Task directions:
Please give the listing again in its entirety, exactly as written.

+++ Dataset content +++

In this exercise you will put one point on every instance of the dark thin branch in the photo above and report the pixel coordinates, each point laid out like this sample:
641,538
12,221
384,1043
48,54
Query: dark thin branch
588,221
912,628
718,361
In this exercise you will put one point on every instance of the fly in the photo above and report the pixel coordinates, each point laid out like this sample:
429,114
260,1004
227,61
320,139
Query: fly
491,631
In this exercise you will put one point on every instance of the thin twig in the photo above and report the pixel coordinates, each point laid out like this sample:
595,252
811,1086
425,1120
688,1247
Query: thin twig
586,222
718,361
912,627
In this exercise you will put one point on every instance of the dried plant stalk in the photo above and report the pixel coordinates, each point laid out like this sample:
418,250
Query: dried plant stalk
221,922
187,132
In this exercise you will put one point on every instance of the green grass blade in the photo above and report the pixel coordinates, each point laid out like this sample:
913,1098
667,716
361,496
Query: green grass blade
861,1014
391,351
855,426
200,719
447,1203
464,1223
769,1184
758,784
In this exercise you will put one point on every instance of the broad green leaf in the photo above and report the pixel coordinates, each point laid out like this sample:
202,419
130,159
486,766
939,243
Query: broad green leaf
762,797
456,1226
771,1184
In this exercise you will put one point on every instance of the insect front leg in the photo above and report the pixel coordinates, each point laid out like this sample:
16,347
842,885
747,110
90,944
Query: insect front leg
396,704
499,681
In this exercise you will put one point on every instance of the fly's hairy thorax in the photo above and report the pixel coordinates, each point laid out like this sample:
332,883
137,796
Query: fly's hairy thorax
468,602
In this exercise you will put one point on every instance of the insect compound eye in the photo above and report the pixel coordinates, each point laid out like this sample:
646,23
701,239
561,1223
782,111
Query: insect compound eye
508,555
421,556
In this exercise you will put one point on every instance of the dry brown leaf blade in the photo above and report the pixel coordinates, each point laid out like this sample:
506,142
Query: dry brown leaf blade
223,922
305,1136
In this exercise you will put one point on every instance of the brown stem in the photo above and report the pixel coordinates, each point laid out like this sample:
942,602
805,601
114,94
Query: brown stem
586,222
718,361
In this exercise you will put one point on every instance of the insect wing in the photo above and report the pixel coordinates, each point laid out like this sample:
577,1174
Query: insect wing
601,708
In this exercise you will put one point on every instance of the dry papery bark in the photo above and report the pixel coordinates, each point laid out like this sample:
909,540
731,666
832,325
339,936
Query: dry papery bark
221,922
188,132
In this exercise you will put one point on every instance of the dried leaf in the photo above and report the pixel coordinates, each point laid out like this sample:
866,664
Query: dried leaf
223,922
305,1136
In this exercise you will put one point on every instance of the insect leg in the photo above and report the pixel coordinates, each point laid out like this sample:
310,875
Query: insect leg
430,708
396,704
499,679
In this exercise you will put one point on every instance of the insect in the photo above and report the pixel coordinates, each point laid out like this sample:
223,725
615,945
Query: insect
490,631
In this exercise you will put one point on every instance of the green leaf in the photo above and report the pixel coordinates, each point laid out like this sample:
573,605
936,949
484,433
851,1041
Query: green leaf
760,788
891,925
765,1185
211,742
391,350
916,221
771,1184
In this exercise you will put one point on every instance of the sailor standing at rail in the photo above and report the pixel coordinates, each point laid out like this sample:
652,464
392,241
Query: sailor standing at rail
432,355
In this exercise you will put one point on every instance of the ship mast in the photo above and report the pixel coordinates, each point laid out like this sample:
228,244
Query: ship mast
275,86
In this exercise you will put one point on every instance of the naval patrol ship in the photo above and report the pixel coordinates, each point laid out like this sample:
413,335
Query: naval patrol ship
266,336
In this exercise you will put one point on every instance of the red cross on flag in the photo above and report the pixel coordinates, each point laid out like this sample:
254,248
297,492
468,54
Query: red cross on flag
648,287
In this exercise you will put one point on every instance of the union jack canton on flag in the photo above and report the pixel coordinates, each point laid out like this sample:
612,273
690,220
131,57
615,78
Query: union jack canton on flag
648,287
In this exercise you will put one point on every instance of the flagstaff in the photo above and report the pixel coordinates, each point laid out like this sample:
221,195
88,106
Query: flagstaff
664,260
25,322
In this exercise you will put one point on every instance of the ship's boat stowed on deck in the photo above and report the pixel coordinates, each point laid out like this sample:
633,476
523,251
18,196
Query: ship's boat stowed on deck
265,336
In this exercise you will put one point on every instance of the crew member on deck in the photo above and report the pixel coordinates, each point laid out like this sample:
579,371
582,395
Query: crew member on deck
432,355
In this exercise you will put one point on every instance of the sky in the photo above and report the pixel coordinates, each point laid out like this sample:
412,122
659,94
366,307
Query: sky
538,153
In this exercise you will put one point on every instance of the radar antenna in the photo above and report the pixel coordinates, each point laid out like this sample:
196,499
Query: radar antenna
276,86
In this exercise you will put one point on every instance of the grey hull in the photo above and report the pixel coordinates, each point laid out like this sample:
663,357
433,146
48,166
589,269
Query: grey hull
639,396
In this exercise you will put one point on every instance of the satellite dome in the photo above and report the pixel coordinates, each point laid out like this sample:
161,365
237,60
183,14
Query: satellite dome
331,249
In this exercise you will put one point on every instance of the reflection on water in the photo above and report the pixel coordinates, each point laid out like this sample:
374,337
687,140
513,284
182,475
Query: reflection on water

+++

Task answer:
In this exercise you will put one point on every instance of the dark thin branch in the photo above and report the pixel coordinates, each point laid out like this sample:
641,538
12,221
384,1043
48,54
Query: dark thin branch
588,221
912,628
718,361
In this exercise you will put one point on every instance of the fly in the photo above and report the pixel coordinates, each point laid out like this sample:
429,114
260,1004
227,61
320,139
Query: fly
491,631
In this exercise you will put one point on every instance of the thin twig in the photo above and report the pixel coordinates, each point laid out like this sample:
595,252
811,1086
425,1120
688,1247
Query: thin twig
586,222
718,361
912,627
In this exercise you will put one point on every instance of the dried plant stalk in the photo above and report the pixel coordinates, each point laid out like this sample:
418,250
Query: dried plant stalk
221,922
187,132
In this exercise you will put one point on every instance of the green grass blade in the photo above and report the pixel coordinates, each point laid out like this sample:
913,1098
667,716
361,496
Query: green grass blade
861,1014
391,351
855,426
200,719
447,1203
464,1223
769,1184
758,784
In this exercise you will put one point on every instance of the broad green leaf in the photo above and report the pixel coordinates, each point laid out like this sample:
202,419
130,159
486,766
939,243
Query: broad green leaf
762,797
456,1226
771,1184
In this exercise you will put one point on every instance of the insect front leg in the photo above and report the pixel coordinates, each point laid out like this sample:
16,347
842,885
747,110
90,944
Query: insect front leg
396,704
499,681
In this exercise you will put one point on every instance of the fly's hairy thorax in the photo above and report the pixel coordinates, each point laid out like this sample:
332,883
137,796
Query: fly's hairy thorax
468,602
In this exercise you will put one point on every instance of the insect compound eye in the photo above and report the pixel coordinates, each point laid out like this sample:
646,23
701,239
561,1223
782,111
Query: insect compound eye
508,555
421,556
In this exercise you will put one point on every instance of the dry brown leaf blade in the photo above and report the pixel coordinates, each point laid out like this sample:
506,142
Query: dry brown leaf blade
223,922
305,1136
In this exercise you will put one point on every instance of the brown stem in the photo above and report the pixel coordinates, each point laid out like this sample:
942,602
805,601
114,94
Query: brown stem
586,222
718,361
In this exercise you will put one point on every instance of the insect wing in the photo above and report the pixel coordinates, each point laid out like this sample:
577,1174
Query: insect wing
601,708
In this exercise you will put one point on every instance of the dry papery bark in the photo above and report the pixel coordinates, each point laid out like this sample:
909,540
731,666
832,325
339,936
Query: dry papery bark
221,922
188,132
In this exercise you will put one point on every instance of the dried leaf in the photo above and report the pixel coordinates, each point laid out like this sample:
866,664
Query: dried leaf
223,922
305,1136
In this exercise you will put one point on every instance of the insect leg in the photo above and report the pixel coordinates, each point laid out like this sample:
310,875
Query: insect leg
430,708
396,704
499,679
In this exercise you will put one point on every instance of the insect in the photo above and report the pixel coordinates, each point laid out like this sample:
223,725
615,945
Query: insect
490,631
In this exercise you will put one point on every instance of the green leaf in the photo above and report the pixel coordinates, each point laid out like this sample:
573,605
936,949
484,433
851,1041
Query: green leaf
760,788
891,925
765,1185
211,742
391,350
916,221
771,1184
In this exercise you will put one point on every instance of the sailor standing at rail in the photo above and report the pixel coordinates, each point laid out like this sample:
652,464
392,241
Query: sailor standing at rail
432,355
In this exercise you will put one point on every instance of the ship mast in the photo above and report the pixel coordinates, each point laid out like this sample:
228,244
Query: ship mast
275,86
In this exercise you will put one point on every instance of the naval patrol ship in the photo above and report the pixel coordinates, each point laid out like this sample:
413,335
Query: naval patrol ship
266,336
In this exercise you will put one point on every instance of the red cross on flag in the photo above and report the pixel coordinates, each point laid out like this sample:
254,248
297,492
468,54
Query: red cross on flag
648,287
In this exercise you will put one point on every instance of the union jack canton on flag in the photo above and report the pixel coordinates, each point laid out like this sample:
612,273
690,220
131,57
615,78
Query: union jack canton on flag
648,287
In this exercise you will put one point on every instance of the flagstaff in the photo above and report the pixel coordinates, each point laid out like this sample:
221,195
88,106
Query: flagstaff
664,260
25,322
In this exercise you will put one point on every instance of the ship's boat stowed on deck in the photo above and report the pixel coordinates, each point laid out like this sample:
633,476
523,251
18,196
Query: ship's boat stowed on deck
265,336
In this exercise you will put one point on every instance of the crew member on deck in the photo above and report the pixel coordinates, each point laid out like this sample:
579,371
582,395
Query: crew member on deck
432,355
In this exercise you will put one point on every instance of the sky in the photo above and report the pixel coordinates, each point laid out like this sample:
412,122
659,94
366,307
Query: sky
538,153
In this exercise you will put one point on every instance of the radar antenna in the photo above and report the pixel coordinates, each point laid out like this sample:
196,499
Query: radar antenna
276,86
In this exercise you will put one point on every instance of the grey hull in the photo above and report the pixel coordinates, each point laid out like this sample:
663,357
433,146
48,166
589,269
Query: grey hull
639,396
In this exercise you will put one point on every instance of the satellite dome in the photo above and report the pixel coordinates, each point laid out like this sample:
161,365
237,60
183,14
Query: satellite dome
331,249
In this exercise you will put one point on every instance of the reflection on water in the photo above and report the pixel coordinates, each point laid out like this sample:
374,337
687,140
513,284
182,475
Query: reflection on water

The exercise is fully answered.